Quote every line below exactly as it reads.

Records
((

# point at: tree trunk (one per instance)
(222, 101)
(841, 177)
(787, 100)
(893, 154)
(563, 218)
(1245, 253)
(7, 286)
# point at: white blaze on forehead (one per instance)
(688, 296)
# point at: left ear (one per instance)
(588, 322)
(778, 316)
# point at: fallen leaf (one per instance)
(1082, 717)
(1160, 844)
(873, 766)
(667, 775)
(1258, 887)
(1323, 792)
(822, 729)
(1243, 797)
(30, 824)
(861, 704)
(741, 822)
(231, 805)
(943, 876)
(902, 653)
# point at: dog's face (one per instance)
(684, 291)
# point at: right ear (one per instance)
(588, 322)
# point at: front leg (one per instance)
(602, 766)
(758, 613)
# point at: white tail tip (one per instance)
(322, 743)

))

◆ **Solution to the exercise**
# point at: tree trunk (one per instance)
(222, 101)
(841, 177)
(787, 100)
(893, 154)
(563, 218)
(1245, 253)
(7, 286)
# point at: white blaze on forehead (one per instance)
(688, 296)
# point at: left ear (one per instance)
(588, 322)
(778, 316)
# point at: fallen leaf (one per instance)
(1082, 717)
(1160, 844)
(873, 766)
(667, 775)
(1258, 887)
(1323, 792)
(822, 729)
(1243, 797)
(30, 824)
(861, 704)
(741, 822)
(231, 805)
(943, 876)
(902, 653)
# point at: dog's face (one per instance)
(684, 291)
# point at: right ear (one per instance)
(588, 322)
# point at: front leg (one per instance)
(602, 766)
(758, 613)
# point at: white tail tip (one per instance)
(322, 743)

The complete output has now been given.